*EXTRACTED RECORDS:*
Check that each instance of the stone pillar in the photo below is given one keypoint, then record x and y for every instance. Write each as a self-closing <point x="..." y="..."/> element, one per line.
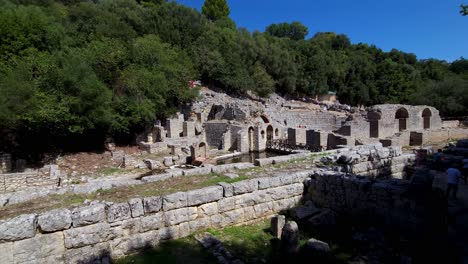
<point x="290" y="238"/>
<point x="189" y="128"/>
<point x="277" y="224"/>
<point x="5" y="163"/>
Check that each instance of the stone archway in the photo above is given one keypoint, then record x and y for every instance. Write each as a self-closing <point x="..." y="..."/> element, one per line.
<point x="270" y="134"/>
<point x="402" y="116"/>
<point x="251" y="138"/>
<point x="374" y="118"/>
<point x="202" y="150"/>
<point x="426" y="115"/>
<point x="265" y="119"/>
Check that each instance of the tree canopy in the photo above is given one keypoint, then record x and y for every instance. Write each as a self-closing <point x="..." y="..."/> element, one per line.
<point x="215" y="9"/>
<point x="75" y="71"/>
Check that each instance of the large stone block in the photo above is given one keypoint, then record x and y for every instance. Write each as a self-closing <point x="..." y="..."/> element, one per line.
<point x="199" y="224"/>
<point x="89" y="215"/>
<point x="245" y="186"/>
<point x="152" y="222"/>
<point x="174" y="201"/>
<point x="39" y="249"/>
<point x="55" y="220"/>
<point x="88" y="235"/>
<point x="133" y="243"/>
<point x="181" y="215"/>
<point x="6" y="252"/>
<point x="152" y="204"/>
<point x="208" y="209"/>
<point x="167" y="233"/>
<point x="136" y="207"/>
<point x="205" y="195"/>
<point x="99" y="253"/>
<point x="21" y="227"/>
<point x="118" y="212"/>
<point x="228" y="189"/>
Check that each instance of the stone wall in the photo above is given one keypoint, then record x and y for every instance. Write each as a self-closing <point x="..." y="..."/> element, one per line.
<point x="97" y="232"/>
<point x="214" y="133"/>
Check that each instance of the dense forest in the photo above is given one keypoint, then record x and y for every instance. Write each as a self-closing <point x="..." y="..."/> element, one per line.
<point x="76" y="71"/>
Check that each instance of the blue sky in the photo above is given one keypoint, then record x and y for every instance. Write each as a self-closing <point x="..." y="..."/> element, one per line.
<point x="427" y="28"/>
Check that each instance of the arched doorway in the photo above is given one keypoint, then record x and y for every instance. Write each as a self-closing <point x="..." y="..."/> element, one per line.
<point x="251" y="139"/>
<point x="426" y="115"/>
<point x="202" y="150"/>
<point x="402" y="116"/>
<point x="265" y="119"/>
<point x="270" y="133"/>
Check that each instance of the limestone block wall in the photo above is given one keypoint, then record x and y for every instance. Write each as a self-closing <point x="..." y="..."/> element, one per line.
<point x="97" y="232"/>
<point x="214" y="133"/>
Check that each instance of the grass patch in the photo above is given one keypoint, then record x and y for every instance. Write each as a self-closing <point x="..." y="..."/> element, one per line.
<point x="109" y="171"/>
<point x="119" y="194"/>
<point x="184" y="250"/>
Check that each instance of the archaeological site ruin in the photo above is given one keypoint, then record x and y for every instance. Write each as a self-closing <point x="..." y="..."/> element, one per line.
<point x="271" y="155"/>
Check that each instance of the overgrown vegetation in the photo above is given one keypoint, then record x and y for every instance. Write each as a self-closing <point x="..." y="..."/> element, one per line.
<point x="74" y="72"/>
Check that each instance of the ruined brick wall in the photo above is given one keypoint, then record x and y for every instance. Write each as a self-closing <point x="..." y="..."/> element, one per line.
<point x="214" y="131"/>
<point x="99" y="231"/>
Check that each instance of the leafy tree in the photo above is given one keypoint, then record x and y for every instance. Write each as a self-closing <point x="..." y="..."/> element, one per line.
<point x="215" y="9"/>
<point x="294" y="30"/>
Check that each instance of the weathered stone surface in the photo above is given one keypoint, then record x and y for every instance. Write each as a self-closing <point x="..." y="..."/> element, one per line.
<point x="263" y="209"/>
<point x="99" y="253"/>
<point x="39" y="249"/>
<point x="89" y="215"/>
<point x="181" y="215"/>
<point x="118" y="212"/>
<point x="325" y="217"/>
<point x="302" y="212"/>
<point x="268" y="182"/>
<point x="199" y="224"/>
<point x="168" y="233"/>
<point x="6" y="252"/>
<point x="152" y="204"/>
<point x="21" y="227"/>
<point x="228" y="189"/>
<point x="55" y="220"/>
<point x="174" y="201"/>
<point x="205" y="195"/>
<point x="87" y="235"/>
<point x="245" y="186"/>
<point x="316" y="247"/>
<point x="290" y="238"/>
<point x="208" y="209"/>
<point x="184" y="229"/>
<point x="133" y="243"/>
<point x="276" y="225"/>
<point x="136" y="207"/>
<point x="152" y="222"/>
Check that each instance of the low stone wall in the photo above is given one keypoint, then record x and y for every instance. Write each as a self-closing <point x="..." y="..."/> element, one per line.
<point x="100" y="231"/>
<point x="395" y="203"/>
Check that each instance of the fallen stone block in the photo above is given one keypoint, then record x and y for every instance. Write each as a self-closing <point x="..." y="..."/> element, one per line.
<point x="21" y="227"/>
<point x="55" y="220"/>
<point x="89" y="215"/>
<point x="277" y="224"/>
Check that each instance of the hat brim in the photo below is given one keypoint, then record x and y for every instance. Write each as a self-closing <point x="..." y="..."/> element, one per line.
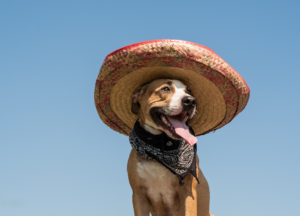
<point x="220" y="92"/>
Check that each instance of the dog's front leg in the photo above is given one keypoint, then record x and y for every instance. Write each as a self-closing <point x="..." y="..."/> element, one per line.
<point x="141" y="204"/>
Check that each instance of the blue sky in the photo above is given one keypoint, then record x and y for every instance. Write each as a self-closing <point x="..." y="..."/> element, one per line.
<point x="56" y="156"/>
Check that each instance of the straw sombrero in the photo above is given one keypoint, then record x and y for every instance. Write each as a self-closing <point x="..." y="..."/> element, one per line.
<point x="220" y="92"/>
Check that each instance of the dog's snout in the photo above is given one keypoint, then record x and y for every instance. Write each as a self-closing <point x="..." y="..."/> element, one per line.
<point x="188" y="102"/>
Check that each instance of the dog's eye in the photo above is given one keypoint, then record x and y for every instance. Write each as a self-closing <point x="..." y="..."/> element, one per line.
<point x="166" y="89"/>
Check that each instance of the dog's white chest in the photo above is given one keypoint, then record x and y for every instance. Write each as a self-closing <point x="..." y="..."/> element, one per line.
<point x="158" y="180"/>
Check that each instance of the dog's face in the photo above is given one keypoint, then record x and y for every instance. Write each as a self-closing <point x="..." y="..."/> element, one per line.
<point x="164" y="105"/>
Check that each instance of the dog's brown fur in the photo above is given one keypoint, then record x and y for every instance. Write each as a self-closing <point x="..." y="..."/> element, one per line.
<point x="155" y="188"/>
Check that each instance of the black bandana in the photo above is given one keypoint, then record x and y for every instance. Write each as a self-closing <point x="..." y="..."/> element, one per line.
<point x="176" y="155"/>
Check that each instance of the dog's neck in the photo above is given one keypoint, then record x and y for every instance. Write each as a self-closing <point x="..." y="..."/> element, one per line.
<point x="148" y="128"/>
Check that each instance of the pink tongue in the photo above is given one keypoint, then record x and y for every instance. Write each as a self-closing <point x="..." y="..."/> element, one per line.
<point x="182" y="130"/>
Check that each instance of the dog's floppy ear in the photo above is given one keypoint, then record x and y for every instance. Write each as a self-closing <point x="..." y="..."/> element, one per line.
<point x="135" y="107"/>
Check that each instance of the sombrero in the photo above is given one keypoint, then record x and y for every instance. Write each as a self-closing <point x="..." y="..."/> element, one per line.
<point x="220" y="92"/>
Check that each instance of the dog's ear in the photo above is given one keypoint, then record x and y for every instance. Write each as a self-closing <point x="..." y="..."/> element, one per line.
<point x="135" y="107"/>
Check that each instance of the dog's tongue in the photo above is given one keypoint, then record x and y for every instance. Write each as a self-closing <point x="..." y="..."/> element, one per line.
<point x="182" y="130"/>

*WHAT YOU HAVE TO DO:* Output the records above verbatim. Pictures stay out.

*RESULT:*
Check that each instance of the stone pillar in the photo below is given one keypoint, then record x and y for every instance. Write each as a self-closing <point x="..." y="..."/> element, one per line.
<point x="290" y="238"/>
<point x="189" y="128"/>
<point x="277" y="224"/>
<point x="5" y="163"/>
Check that each instance of the stone archway in the photo above is given one keypoint, then record x and y for every instance. Write each as a self-closing <point x="..." y="..."/> element, one per line.
<point x="270" y="134"/>
<point x="402" y="116"/>
<point x="251" y="138"/>
<point x="374" y="118"/>
<point x="202" y="150"/>
<point x="426" y="115"/>
<point x="265" y="119"/>
Check that each instance of the tree canopy in the photo above is given one keypoint, then record x and y for every instance. Write each as a self-closing <point x="..." y="..."/> element, one per line.
<point x="215" y="9"/>
<point x="75" y="71"/>
Check that each instance of the large stone block in the photo above is given one keypoint, then record x and y for every instance. Write each as a self-closing <point x="..." y="..."/> element, one per line.
<point x="199" y="224"/>
<point x="89" y="215"/>
<point x="245" y="186"/>
<point x="152" y="222"/>
<point x="174" y="201"/>
<point x="39" y="249"/>
<point x="55" y="220"/>
<point x="88" y="235"/>
<point x="133" y="243"/>
<point x="181" y="215"/>
<point x="6" y="252"/>
<point x="152" y="204"/>
<point x="208" y="209"/>
<point x="167" y="233"/>
<point x="136" y="207"/>
<point x="205" y="195"/>
<point x="99" y="253"/>
<point x="21" y="227"/>
<point x="118" y="212"/>
<point x="228" y="189"/>
Check that each instance of the stone wall in the photo above is given one keypoint, then record x and y for every instance. Write each as a self-closing <point x="..." y="..."/> element, one per line.
<point x="97" y="232"/>
<point x="214" y="133"/>
Check that each instance of the dense forest in the photo above is given one keypoint, then record x and y for every instance. Write each as a self-closing <point x="..." y="..."/> element, one per line.
<point x="76" y="71"/>
Check that each instance of the blue sky in the photo above is given one keypoint, then record x and y for every instance. Write each as a self-closing <point x="..." y="..."/> element, one per line.
<point x="427" y="28"/>
Check that each instance of the arched doorway in the photo above is given one keypoint, then record x and y for every instance. Write each as a self-closing <point x="..." y="..."/> element, one per line.
<point x="251" y="139"/>
<point x="426" y="115"/>
<point x="202" y="150"/>
<point x="402" y="116"/>
<point x="265" y="119"/>
<point x="270" y="133"/>
Check that each instance of the limestone block wall in the photo above is given one keypoint, then record x and y for every instance. Write each as a self-closing <point x="..." y="..."/> element, one per line.
<point x="97" y="232"/>
<point x="214" y="133"/>
Check that each instance of the grass patch in the photo above is given one keypoint, then record x and y for every instance. Write each as a self-closing <point x="..." y="..."/> element, one per line.
<point x="109" y="171"/>
<point x="119" y="194"/>
<point x="184" y="250"/>
Check that each instance of the archaeological site ruin in the photo above is given one keypoint, then record x and y for every instance. Write each as a self-closing <point x="..." y="..."/> element, one per line.
<point x="271" y="155"/>
Check that each instance of the overgrown vegetation in the photo above is given one keypoint, then record x and y for every instance. Write each as a self-closing <point x="..." y="..."/> element, one per line.
<point x="74" y="72"/>
Check that each instance of the ruined brick wall in the photo above is given one keypoint, then record x and y for every instance. Write each as a self-closing <point x="..." y="..."/> element, one per line.
<point x="214" y="131"/>
<point x="99" y="231"/>
Check that each instance of the leafy tree in the photo above is given one keypoint, then record x and y for every instance. Write each as a self-closing <point x="..." y="..."/> element, one per line.
<point x="215" y="9"/>
<point x="294" y="30"/>
Check that each instance of the weathered stone surface in the photo above is given one keypoint, then record x and y for every instance. Write each as a self-closing <point x="..." y="..."/> element, one per line.
<point x="263" y="209"/>
<point x="99" y="253"/>
<point x="39" y="249"/>
<point x="89" y="215"/>
<point x="181" y="215"/>
<point x="118" y="212"/>
<point x="325" y="217"/>
<point x="302" y="212"/>
<point x="268" y="182"/>
<point x="199" y="224"/>
<point x="168" y="233"/>
<point x="6" y="252"/>
<point x="152" y="204"/>
<point x="21" y="227"/>
<point x="228" y="189"/>
<point x="55" y="220"/>
<point x="174" y="201"/>
<point x="205" y="195"/>
<point x="87" y="235"/>
<point x="245" y="186"/>
<point x="316" y="247"/>
<point x="290" y="238"/>
<point x="208" y="209"/>
<point x="184" y="229"/>
<point x="133" y="243"/>
<point x="276" y="225"/>
<point x="136" y="207"/>
<point x="152" y="222"/>
Check that each instance of the low stone wall in the photo above is given one keypoint, then record x and y for every instance. Write each as a self-closing <point x="..." y="..."/> element, one per line.
<point x="100" y="231"/>
<point x="395" y="203"/>
Check that each instance of the fallen stone block in the photo above is given one keypoint, then record x and y for every instance. Write each as a self-closing <point x="..." y="..."/> element, one per line.
<point x="21" y="227"/>
<point x="55" y="220"/>
<point x="89" y="215"/>
<point x="277" y="224"/>
Check that each instance of the hat brim in the photo below is given one keypoint, then record x and y for every instance. Write each as a self-closing <point x="..." y="..."/> element, one per line.
<point x="220" y="92"/>
Check that each instance of the dog's front leg in the photo above is given one keypoint, then record x and y for every instance. Write each as a self-closing <point x="..." y="..."/> element, one per line.
<point x="141" y="204"/>
Check that each instance of the blue sky in the photo above is given one keypoint, then record x and y for every instance. Write each as a self-closing <point x="..." y="..."/> element, one per line.
<point x="56" y="156"/>
Check that each instance of the straw sombrero in the photo above is given one keypoint, then record x and y for every instance. Write each as a self-closing <point x="..." y="..."/> element, one per line.
<point x="220" y="92"/>
Check that each instance of the dog's snout in the photo above is given one keypoint, then record x and y for every instance. Write each as a self-closing <point x="..." y="..."/> element, one per line.
<point x="188" y="102"/>
Check that each instance of the dog's eye in the photo above is given one keypoint, then record x and y for every instance. Write each as a self-closing <point x="..." y="..."/> element, one per line.
<point x="166" y="89"/>
Check that each instance of the dog's white chest in the photo above is given one keypoint, then record x and y for every instance. Write each as a self-closing <point x="..." y="..."/> element, one per line.
<point x="158" y="180"/>
Check that each instance of the dog's face in the photo above is given one keypoint, then record x and y for every instance. Write each as a self-closing <point x="..." y="..."/> element, one per line.
<point x="164" y="105"/>
Check that each instance of the dog's brown fur in the photo above is given one keypoint, then record x and y for every instance. Write each as a self-closing <point x="..." y="..."/> element, one per line.
<point x="155" y="188"/>
Check that each instance of the black bandana in the photo above is given one keypoint, then record x and y for every instance. Write each as a self-closing <point x="..." y="..."/> element, one per line.
<point x="176" y="155"/>
Check that each instance of the dog's neck in the photo above is given one keypoint, then record x and y for every instance. Write each as a self-closing <point x="..." y="..."/> element, one per line.
<point x="148" y="128"/>
Check that each instance of the pink tongue in the photo above is given one keypoint, then record x and y for every instance. Write each as a self-closing <point x="..." y="..."/> element, one per line.
<point x="182" y="130"/>
Check that each instance of the dog's floppy ear in the photo above is given one keypoint, then record x and y for every instance. Write each as a self-closing <point x="..." y="..."/> element, one per line.
<point x="135" y="107"/>
Check that each instance of the sombrero in the photo above is given one keypoint, then record x and y for every instance. Write each as a self-closing <point x="..." y="..."/> element, one per line.
<point x="220" y="92"/>
Check that each instance of the dog's ear in the photo above is given one keypoint, then record x and y for every instance. Write each as a self-closing <point x="..." y="..."/> element, one per line.
<point x="135" y="107"/>
Check that each instance of the dog's tongue in the photo above is given one keypoint, then record x and y for every instance. Write each as a self-closing <point x="..." y="..."/> element, one per line.
<point x="182" y="130"/>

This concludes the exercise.